Rescale the stretch of the listing from the line containing "Category: mirror reflection" through the line containing "[44,21,122,116]", reproducing only those lines with the category and instruction text unchanged. Multiply each bounding-box coordinate by 2.25 and round to whole numbers, with halves rounding up.

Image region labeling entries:
=-=-=

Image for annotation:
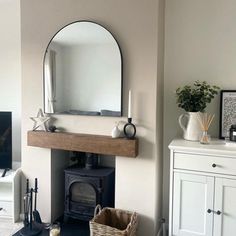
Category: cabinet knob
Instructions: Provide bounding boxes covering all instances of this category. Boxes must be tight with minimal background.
[207,209,212,214]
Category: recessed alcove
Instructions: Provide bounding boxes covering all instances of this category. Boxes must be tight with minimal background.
[27,131,138,157]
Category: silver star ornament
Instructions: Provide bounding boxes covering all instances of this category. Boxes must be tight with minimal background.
[30,109,50,131]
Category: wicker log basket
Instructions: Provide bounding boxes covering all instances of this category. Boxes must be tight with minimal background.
[89,205,138,236]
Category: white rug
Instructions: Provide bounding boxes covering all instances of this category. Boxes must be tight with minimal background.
[0,218,23,236]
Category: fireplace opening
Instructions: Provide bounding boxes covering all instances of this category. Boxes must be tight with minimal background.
[64,153,115,221]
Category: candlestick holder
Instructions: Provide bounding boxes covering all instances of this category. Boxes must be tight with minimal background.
[124,117,136,139]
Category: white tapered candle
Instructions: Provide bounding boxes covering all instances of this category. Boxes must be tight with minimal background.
[128,90,132,118]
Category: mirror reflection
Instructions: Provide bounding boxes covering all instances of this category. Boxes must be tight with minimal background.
[44,21,122,116]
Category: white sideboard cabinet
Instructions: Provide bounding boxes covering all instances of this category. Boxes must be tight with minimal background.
[0,169,21,222]
[169,139,236,236]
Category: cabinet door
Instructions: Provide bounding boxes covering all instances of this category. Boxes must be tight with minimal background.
[172,173,214,236]
[214,178,236,236]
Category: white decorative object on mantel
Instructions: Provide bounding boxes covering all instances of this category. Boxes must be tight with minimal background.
[111,122,121,138]
[30,109,50,131]
[169,139,236,236]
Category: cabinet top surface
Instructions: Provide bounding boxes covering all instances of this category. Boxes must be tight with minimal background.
[169,139,236,158]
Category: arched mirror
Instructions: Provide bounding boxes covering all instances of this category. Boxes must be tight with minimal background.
[43,21,122,116]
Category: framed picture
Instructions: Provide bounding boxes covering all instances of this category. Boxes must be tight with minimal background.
[219,90,236,139]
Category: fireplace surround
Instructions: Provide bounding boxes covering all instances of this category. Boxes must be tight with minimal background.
[64,167,115,221]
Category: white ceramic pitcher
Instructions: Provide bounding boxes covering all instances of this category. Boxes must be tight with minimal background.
[179,112,202,141]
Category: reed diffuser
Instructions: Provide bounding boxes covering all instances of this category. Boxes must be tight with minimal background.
[197,112,215,144]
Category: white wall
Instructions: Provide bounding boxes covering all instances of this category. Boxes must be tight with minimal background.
[60,43,121,112]
[163,0,236,220]
[21,0,163,236]
[0,0,21,161]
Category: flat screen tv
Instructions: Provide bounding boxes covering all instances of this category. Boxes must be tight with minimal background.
[0,112,12,169]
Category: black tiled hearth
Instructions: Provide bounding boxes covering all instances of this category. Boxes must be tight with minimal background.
[13,220,89,236]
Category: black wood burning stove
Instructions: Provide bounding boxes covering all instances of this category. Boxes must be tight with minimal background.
[64,164,115,221]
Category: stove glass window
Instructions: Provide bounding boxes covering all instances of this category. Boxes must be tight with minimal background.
[70,182,96,206]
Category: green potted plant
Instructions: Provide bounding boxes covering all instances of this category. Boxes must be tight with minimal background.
[176,80,220,141]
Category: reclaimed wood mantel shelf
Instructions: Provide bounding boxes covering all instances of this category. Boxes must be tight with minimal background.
[27,131,138,157]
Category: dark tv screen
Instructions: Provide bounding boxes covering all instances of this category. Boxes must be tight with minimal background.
[0,112,12,169]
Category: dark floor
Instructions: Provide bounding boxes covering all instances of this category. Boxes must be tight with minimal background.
[13,219,89,236]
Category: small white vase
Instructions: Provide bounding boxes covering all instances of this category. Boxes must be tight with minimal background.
[111,125,121,138]
[179,112,202,141]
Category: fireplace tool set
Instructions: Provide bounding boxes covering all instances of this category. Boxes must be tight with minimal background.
[19,178,43,236]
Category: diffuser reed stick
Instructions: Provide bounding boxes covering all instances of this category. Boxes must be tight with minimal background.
[197,112,215,144]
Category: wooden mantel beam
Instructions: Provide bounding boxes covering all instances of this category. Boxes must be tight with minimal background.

=-=-=

» **IN RESPONSE**
Category: mirror reflection
Instructions: Provide bounding boxes covering all instances of this category. Boxes must be tight with minimal background.
[99,47,275,261]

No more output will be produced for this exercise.